Excerpt ->
§ §
A new global committee, supported by Global Risk Strategy, internal economics experts and external economic forecasting
services, will be established to consider and approve the forward-looking macroeconomic assumptions that should be applied,
with the objective of developing unbiased internally coherent economic scenarios for each jurisdiction. This committee will
also be charged with ensuring that ECL allowance meets the IFRS 9 measurement principle for unbiased and probability-
weighted amounts derived by evaluating a range of possible outcomes. The calculation methodologies to meet this principle
and review and challenge structures are in the process of being developed. In addition, local risk committees will review and
challenge the impairment allowances recognised in the individual legal entity’s financial statements.
Fair value through other comprehensive income
For financial assets measured at FVOCI, impairment determined in accordance with the policies and processes outlined above
is recognised in profit or loss. The financial assets are recognised on the balance sheet at fair value so the amortised cost
impairment allowance balance is disclosed as a memorandum item.
§ §
Data for this exercise ->
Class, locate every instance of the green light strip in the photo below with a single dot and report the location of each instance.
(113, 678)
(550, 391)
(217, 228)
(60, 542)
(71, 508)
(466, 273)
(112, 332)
§ §
Set task 1 -> In the rows, replace "green light strip" with "red light strip" and write the rows out again with everything else left as it is.
Set task 2 -> Write the next part of the excerpt on IFRS 9 impairment allowances, picking up after its final sentence.

Right answer 1 ->
Class, locate every instance of the red light strip in the photo below with a single dot and report the location of each instance.
(113, 678)
(550, 391)
(217, 228)
(60, 542)
(71, 508)
(466, 273)
(112, 332)

Right answer 2 ->
IFRS 15 ‘Revenue from Contracts with Customers’
In May 2014, the IASB issued IFRS 15 ‘Revenue from Contracts with Customers’. The original effective date of IFRS 15 has been
delayed by one year and the standard is now effective for annual periods beginning on or after 1 January 2018 with early
application permitted. IFRS 15 provides a principles-based approach for revenue recognition, and introduces the concept of
recognising revenue for obligations as they are satisfied. The standard should be applied retrospectively, with certain practical
expedients available. HSBC has assessed the impact of IFRS 15 and it expects that the standard will have no significant effect,
when applied, on the consolidated financial statements of HSBC and the separate financial statements of HSBC Holdings.
IFRS 16 ‘Leases’
In January 2016, the IASB issued IFRS 16 ‘Leases’ with an effective date of annual periods beginning on or after 1 January 2019.
IFRS 16 results in lessees accounting for most leases within the scope of the standard in a manner similar to the way in
which finance leases are currently accounted for under IAS 17 ‘Leases’. Lessees will recognise a ‘right of use’ asset and a
corresponding financial liability on the balance sheet. The asset will be amortised over the length of the lease and the financial
liability measured at amortised cost. Lessor accounting remains substantially the same as in IAS 17. HSBC is currently assessing
the impact of IFRS 16 and it is not practicable to quantify the effect as at the date of the publication of these financial
statements.
(d) Presentation of information
Disclosures under IFRS 4 ‘Insurance Contracts’ and IFRS 7 ‘Financial Instruments: Disclosures’ concerning the nature and extent
of risks relating to insurance contracts and financial instruments are included in the audited sections of the ‘Report of the
Directors: Risk’ on pages 101 to 226.
Capital disclosures under IAS 1 ‘Presentation of Financial Statements’ are included in the audited sections of ‘Report of
the Directors: Capital’ on pages 227 to 248.
Disclosures relating to HSBC’s securitisation activities and structured products are included in the audited section of ‘Report
of the Directors: Risk’ on pages 101 to 226.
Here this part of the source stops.